__EXERCISE INSTRUCTIONS__
Return the lines of the listing below verbatim, from the line with "[locate] tree (one" up to and including the last line of the listing. Leave the pictures out.
========================================
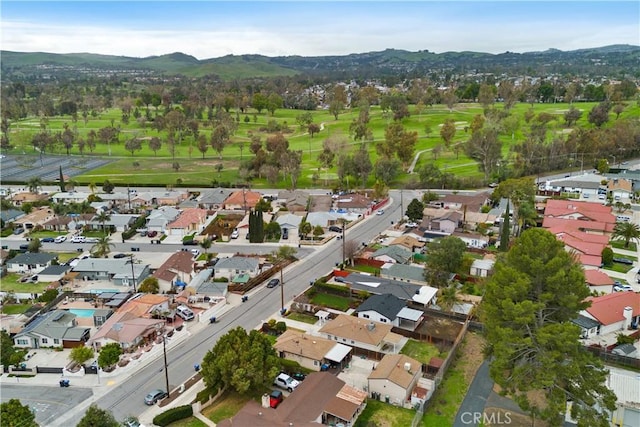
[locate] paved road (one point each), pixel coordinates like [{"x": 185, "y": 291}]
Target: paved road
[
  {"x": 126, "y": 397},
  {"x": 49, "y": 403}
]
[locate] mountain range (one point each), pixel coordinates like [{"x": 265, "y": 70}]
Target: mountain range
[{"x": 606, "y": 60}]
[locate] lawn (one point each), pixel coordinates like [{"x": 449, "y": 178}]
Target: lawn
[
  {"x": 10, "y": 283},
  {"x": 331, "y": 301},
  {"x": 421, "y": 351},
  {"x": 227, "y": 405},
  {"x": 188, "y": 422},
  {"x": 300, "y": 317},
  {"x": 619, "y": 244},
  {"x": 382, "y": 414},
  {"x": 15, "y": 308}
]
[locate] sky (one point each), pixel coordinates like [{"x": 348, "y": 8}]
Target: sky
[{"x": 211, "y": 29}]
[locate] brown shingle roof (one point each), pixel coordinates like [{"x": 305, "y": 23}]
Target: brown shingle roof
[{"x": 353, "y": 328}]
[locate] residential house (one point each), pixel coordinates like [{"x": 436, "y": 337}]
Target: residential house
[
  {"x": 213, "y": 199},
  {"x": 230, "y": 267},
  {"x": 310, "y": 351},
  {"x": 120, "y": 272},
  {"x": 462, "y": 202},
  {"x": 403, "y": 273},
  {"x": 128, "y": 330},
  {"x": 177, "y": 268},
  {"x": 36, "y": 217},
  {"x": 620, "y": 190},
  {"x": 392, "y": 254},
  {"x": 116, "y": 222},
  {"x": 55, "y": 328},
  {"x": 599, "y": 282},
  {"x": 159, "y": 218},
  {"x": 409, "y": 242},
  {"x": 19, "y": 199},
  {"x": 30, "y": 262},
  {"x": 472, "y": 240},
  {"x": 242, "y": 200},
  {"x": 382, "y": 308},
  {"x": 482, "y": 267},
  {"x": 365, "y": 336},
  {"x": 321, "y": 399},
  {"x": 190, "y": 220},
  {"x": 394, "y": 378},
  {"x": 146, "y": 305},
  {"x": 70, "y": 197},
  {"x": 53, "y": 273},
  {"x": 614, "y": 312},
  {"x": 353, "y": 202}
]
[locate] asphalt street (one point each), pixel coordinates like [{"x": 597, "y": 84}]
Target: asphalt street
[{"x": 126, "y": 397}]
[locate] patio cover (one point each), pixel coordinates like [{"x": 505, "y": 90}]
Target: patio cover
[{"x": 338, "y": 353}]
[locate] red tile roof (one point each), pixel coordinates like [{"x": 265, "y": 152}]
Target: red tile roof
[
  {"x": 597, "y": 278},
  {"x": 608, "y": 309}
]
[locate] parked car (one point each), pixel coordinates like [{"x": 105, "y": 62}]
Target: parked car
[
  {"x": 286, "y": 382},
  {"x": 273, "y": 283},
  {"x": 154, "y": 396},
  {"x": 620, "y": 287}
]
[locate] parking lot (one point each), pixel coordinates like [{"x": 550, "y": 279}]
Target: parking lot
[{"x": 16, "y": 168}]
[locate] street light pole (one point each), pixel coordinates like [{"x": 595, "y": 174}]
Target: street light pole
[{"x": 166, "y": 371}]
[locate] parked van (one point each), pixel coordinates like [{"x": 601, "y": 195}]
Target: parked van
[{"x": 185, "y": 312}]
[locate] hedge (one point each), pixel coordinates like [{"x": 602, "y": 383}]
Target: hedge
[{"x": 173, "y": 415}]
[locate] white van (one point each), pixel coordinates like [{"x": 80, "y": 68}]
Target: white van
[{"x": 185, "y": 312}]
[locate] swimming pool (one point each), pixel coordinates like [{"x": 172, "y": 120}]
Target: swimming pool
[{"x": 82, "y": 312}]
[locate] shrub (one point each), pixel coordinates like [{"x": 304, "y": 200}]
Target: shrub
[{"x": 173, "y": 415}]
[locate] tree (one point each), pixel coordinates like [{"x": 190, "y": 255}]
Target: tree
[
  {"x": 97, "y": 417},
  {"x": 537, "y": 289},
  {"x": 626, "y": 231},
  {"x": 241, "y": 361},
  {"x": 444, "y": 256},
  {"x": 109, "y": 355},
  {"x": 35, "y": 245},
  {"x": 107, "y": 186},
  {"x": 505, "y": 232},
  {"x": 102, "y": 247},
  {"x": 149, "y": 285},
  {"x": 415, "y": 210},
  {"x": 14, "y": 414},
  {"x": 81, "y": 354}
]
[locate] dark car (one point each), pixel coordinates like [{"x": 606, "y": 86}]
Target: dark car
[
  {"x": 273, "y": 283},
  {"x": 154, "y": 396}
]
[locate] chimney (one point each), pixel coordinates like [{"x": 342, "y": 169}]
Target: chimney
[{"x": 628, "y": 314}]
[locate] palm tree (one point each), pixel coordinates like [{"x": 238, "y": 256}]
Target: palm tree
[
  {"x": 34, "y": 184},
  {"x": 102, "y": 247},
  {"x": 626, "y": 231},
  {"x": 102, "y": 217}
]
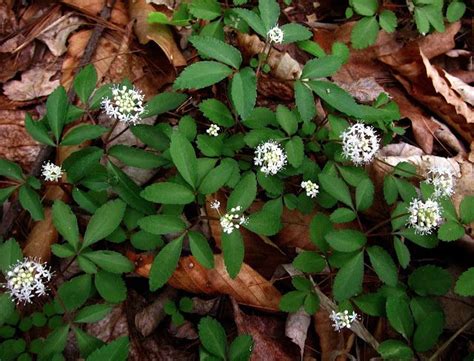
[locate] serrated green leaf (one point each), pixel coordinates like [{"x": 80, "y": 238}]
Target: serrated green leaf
========================================
__SOLVED PROBLEM__
[locate] tree (one point each), pixel coordinates like [{"x": 190, "y": 255}]
Target: tree
[
  {"x": 97, "y": 417},
  {"x": 537, "y": 289},
  {"x": 626, "y": 231},
  {"x": 241, "y": 361},
  {"x": 444, "y": 256},
  {"x": 109, "y": 355},
  {"x": 35, "y": 245},
  {"x": 107, "y": 186},
  {"x": 505, "y": 232},
  {"x": 102, "y": 247},
  {"x": 149, "y": 285},
  {"x": 415, "y": 210},
  {"x": 14, "y": 414},
  {"x": 81, "y": 354}
]
[locate] dark car (one point each), pixel coordinates like [{"x": 606, "y": 86}]
Target: dark car
[
  {"x": 273, "y": 283},
  {"x": 154, "y": 396}
]
[locate] chimney (one point each), pixel coordinates like [{"x": 342, "y": 169}]
Target: chimney
[{"x": 628, "y": 314}]
[locate] palm tree (one point each), pixel coordinates like [{"x": 238, "y": 256}]
Target: palm tree
[
  {"x": 34, "y": 184},
  {"x": 102, "y": 247},
  {"x": 626, "y": 231},
  {"x": 102, "y": 217}
]
[locate] serrated green leaf (one point each), pixel coordinates like [{"x": 80, "y": 238}]
Target: serrated green leaf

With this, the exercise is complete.